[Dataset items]
== Segment start ==

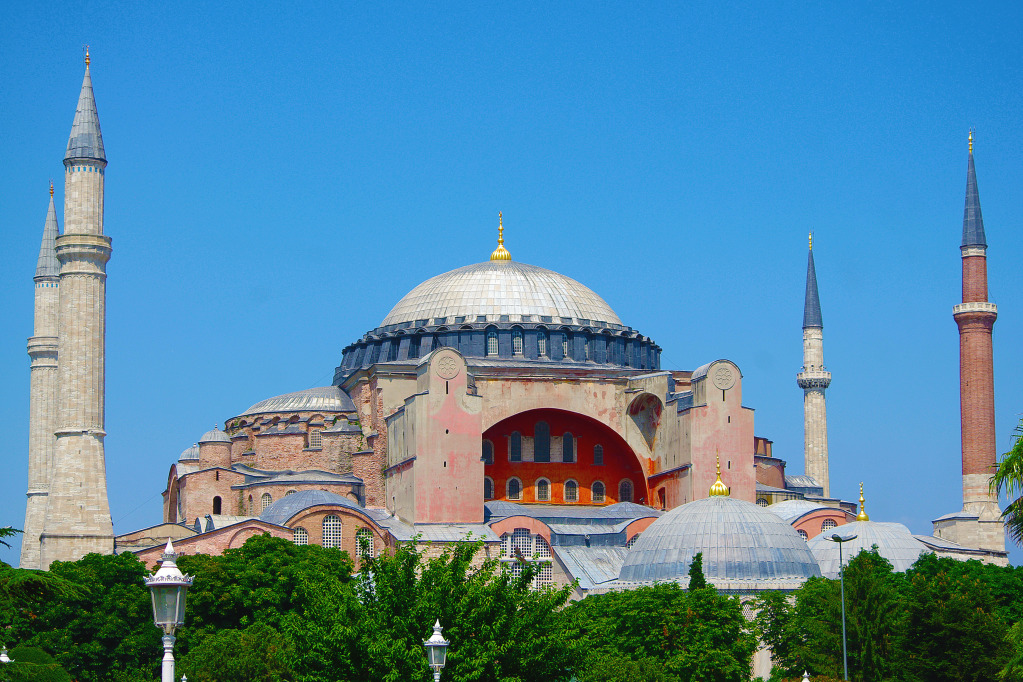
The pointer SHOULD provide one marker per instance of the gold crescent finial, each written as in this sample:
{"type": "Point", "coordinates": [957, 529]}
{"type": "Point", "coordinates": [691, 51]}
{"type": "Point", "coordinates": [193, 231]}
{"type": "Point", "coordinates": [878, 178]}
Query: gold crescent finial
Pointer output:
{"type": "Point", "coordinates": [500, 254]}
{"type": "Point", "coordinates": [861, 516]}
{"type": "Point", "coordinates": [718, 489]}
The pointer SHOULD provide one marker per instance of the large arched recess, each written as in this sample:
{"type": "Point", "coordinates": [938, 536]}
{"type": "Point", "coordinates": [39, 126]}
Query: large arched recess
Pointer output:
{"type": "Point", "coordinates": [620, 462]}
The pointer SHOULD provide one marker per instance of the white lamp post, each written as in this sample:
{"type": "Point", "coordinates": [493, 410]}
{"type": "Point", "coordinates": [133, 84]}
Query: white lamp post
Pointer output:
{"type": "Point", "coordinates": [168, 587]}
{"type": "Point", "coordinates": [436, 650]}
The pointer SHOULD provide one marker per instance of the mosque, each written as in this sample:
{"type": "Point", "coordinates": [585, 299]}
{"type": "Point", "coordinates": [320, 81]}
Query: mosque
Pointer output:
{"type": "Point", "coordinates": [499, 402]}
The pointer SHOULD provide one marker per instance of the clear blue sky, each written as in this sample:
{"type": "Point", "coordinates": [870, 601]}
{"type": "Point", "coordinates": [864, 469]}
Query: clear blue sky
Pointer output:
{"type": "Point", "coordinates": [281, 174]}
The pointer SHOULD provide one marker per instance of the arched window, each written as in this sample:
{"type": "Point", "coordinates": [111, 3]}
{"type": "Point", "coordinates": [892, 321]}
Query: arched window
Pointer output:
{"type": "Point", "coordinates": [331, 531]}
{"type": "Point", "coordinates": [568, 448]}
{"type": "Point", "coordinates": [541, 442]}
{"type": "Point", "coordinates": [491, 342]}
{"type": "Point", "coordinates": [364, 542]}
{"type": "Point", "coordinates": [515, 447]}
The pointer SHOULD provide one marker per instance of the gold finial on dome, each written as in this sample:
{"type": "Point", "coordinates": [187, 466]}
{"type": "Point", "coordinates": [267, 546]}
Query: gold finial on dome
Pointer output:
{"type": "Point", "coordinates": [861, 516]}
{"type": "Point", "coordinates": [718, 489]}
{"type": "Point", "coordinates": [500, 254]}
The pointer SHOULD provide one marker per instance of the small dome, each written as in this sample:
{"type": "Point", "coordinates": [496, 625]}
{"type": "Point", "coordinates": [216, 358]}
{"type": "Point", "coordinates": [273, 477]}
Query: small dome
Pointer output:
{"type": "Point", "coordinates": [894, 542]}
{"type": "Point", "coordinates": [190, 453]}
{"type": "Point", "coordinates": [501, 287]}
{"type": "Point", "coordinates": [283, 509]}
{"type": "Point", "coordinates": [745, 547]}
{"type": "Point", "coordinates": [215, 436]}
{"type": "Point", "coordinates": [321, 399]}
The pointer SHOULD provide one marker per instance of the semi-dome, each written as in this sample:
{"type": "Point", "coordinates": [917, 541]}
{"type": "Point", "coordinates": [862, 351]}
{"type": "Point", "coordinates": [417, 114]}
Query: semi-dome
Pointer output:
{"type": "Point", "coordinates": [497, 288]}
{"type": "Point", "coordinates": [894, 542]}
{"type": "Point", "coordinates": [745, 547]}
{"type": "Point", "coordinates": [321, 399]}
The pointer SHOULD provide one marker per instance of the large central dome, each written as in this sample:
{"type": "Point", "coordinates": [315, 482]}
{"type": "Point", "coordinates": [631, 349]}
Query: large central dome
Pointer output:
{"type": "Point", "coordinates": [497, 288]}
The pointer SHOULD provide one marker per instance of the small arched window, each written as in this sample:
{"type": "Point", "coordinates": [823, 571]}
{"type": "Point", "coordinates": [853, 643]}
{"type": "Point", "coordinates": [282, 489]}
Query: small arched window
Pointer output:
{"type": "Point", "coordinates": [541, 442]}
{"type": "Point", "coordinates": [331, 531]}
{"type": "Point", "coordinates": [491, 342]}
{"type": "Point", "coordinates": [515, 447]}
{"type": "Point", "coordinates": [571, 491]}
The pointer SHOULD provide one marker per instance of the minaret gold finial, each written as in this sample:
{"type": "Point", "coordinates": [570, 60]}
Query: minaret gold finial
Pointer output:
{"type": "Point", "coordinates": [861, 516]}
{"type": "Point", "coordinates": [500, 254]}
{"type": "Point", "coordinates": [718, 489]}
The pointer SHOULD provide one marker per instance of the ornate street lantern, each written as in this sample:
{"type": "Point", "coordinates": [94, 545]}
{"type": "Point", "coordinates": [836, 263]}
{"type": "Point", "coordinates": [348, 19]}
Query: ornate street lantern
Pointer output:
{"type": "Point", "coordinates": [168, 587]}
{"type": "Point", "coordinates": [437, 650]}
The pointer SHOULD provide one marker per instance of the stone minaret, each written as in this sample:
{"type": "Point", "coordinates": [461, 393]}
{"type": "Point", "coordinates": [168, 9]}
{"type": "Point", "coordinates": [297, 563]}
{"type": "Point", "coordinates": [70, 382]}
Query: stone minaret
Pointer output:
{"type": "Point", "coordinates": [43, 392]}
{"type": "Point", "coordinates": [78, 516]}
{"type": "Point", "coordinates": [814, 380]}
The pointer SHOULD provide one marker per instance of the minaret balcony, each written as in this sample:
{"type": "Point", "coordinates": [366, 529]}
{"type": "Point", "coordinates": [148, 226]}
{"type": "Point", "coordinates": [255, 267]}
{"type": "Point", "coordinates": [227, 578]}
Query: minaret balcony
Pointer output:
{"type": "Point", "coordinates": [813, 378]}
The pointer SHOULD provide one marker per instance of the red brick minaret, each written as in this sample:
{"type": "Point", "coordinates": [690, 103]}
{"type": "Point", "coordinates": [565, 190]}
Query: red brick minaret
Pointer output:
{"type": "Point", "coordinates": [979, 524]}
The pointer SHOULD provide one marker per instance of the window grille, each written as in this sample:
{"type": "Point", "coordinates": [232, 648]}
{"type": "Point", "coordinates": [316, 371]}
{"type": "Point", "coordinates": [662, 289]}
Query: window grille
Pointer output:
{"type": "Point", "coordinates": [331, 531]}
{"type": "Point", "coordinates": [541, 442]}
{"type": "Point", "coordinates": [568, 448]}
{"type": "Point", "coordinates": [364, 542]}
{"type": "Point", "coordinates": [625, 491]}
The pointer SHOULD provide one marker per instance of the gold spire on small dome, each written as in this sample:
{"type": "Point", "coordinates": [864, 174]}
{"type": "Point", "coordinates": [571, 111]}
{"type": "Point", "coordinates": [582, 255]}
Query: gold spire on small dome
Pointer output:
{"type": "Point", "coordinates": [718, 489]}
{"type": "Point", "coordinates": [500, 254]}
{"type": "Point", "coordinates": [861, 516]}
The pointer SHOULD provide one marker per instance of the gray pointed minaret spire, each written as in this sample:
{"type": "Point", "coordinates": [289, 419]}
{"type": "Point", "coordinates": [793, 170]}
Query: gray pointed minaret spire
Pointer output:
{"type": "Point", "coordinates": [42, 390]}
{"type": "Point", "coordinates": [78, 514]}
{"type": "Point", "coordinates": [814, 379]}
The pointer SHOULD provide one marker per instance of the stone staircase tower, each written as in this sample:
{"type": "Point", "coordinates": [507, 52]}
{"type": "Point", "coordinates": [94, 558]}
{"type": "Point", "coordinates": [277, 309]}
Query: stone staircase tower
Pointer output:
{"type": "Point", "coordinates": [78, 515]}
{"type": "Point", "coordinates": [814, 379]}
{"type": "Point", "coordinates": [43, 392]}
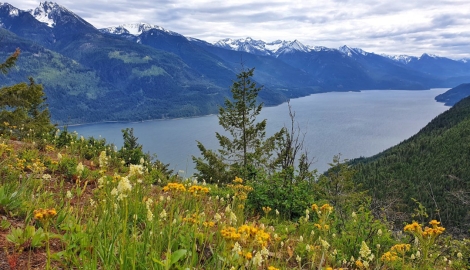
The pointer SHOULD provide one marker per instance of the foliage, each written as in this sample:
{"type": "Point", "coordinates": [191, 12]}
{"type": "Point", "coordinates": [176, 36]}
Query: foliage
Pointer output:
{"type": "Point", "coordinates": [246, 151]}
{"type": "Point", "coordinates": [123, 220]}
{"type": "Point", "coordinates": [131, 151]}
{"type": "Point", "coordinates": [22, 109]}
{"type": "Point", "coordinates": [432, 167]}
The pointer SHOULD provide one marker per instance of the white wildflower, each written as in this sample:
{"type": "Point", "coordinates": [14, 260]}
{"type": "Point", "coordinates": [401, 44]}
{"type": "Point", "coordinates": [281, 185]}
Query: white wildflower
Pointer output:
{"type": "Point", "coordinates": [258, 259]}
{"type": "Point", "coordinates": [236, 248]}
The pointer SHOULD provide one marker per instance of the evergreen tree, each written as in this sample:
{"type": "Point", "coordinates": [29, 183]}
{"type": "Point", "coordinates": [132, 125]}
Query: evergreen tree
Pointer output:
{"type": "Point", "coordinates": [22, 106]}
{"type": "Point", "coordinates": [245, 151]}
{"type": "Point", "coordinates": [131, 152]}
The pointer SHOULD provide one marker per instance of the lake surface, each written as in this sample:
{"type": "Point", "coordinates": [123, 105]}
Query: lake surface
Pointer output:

== Segment end ==

Activity >> Locate the word "surface" in the data above. Copy every line carrying it.

Solution below >>
The pointer SHOULD provide one marker per instance of the lake surface, each written as in this sample:
Query: lake surface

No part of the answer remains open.